It bounces, stretches and keeps your feet dry in the rain. And it may well have meant the difference between winning and losing World War II.
Air Date:09/20/2000
Scientist:
Transcript:

music


It bounces, it stretches, it keeps your feet dry in the rain. And it just might have meant the difference between winning and losing World War II. I'm Jim Metzner and this is the Pulse of the Planet, presented by DuPont. By 1940, almost all the world's rubber came from British plantations in Southeast Asia. This proved to be unfortunate for the Allies. Ethnobotanist Wade Davis is author of the book, One River.

"Within six weeks of Pearl Harbor, the Japanese had taken all of Southeast Asia, including all of the world's rubber supply. It was an extraordinary crisis. President Roosevelt was told that the nation had a six-month supply of rubber. After that, the capacity to wage war would come to an end."

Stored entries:

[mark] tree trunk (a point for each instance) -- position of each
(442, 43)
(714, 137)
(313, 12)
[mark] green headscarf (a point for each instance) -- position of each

The problem:
Rewrite the rubber transcript from "It bounces, it" down to "book, One River.", swapping "British plantations" for "colonial estates".

Task solution:
It bounces, it stretches, it keeps your feet dry in the rain. And it just might have meant the difference between winning and losing World War II. I'm Jim Metzner and this is the Pulse of the Planet, presented by DuPont. By 1940, almost all the world's rubber came from colonial estates in Southeast Asia. This proved to be unfortunate for the Allies. Ethnobotanist Wade Davis is author of the book, One River.